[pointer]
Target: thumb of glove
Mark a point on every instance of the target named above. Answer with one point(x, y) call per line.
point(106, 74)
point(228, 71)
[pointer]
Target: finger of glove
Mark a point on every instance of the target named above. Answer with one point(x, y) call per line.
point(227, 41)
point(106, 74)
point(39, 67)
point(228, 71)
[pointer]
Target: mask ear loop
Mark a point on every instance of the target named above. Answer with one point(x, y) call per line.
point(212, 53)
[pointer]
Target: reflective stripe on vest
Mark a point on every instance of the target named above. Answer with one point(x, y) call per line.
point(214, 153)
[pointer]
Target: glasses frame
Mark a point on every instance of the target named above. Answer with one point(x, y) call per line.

• **Task**: Give the entries again, every one of them exactly.

• **Problem solution**:
[pointer]
Target: thumb of glove
Mark a point on every instance of the target named above. Answer with one point(x, y) call per line.
point(106, 74)
point(228, 71)
[pointer]
Target: finger of glove
Mark a point on every instance of the target named above. Answer with one point(x, y) call per line.
point(227, 41)
point(106, 74)
point(39, 67)
point(228, 71)
[pointer]
Target: mask ear loop
Mark a point on every instance of the target named above. Answer with one point(x, y) call per line.
point(212, 53)
[pointer]
Target: reflective stripe on vest
Mark a point on every instance of the target named above. Answer with one point(x, y) call per line.
point(214, 153)
[pointer]
Target: glasses frame
Mark a point on every instance of the target named above. Answer with one point(x, y) call per line.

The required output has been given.